*** Opening of MATERIAL SHOWN ***

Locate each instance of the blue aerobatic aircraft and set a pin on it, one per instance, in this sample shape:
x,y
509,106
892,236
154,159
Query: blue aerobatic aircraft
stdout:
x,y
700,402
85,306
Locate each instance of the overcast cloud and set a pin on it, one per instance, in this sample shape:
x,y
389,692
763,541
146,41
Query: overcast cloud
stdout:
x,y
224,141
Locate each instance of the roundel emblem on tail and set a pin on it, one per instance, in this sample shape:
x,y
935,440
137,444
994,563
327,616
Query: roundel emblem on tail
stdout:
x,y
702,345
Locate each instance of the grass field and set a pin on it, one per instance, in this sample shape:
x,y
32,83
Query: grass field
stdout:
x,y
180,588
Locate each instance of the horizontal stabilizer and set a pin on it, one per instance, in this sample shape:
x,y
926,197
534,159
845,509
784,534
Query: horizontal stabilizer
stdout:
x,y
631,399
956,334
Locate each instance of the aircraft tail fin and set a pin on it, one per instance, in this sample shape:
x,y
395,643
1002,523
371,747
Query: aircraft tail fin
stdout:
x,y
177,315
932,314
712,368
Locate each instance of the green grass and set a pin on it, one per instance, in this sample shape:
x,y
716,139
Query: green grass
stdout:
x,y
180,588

*** Close of MATERIAL SHOWN ***

• PROBLEM:
Pull out all lines from the entries above that include the word "stabilizer".

• PROBLEM SOLUTION:
Locate each instance of the horizontal stabilizer and set a pin on it, one per instance, in this sample shape:
Query: horizontal stabilizer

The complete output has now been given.